DATASET:
____________________
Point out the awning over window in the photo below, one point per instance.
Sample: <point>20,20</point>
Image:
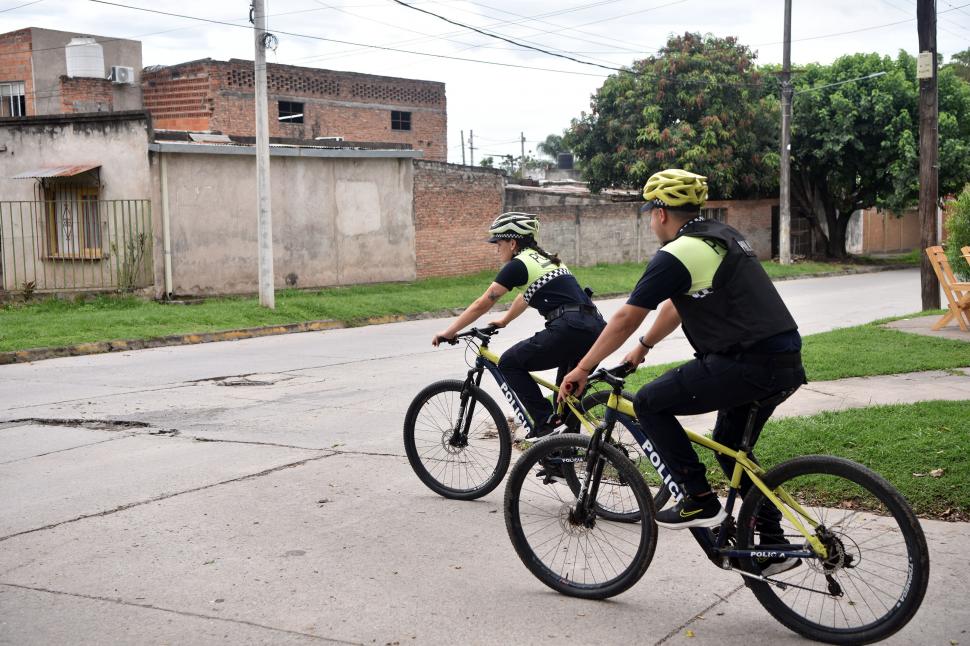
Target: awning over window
<point>56,171</point>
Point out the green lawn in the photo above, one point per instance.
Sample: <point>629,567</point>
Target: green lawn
<point>49,323</point>
<point>920,448</point>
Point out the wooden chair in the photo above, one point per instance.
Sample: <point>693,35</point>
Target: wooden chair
<point>957,294</point>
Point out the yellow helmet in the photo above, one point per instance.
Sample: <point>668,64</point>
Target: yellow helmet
<point>676,187</point>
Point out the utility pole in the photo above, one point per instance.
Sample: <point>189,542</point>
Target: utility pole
<point>784,181</point>
<point>267,296</point>
<point>928,148</point>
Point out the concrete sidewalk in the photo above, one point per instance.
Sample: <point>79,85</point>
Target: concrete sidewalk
<point>257,492</point>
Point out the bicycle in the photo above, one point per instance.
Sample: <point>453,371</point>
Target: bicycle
<point>459,443</point>
<point>856,557</point>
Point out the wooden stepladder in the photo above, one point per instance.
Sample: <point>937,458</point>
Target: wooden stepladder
<point>957,293</point>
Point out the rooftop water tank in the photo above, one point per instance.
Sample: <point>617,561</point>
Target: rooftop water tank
<point>85,58</point>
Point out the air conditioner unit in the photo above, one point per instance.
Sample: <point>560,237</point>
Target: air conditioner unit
<point>122,75</point>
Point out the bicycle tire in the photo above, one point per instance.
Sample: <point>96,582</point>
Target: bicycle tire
<point>624,440</point>
<point>874,533</point>
<point>590,561</point>
<point>459,472</point>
____________________
PROBLEM TO WORK ON: Reproduce exactly, and with no other material, the lines between those holding "Target: wooden chair" and "Point out the utility", inclusive.

EXERCISE SOLUTION:
Target: wooden chair
<point>957,294</point>
Point out the yellow helmet in the photo above, one point per instance.
Sample: <point>668,64</point>
Target: yellow helmet
<point>676,187</point>
Point out the utility pole in the photo above, one point per instance.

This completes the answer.